**SHORT PROBLEM**
Print every line of the data below, copying each one word for word.

Recorded data:
————————

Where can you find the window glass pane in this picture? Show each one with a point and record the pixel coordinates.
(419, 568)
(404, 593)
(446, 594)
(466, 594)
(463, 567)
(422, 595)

————————

**OUTPUT OF THE TASK**
Where can you find the window glass pane in this picture? Show each one with a point and record the pixel coordinates.
(419, 568)
(404, 593)
(446, 594)
(466, 594)
(463, 567)
(422, 595)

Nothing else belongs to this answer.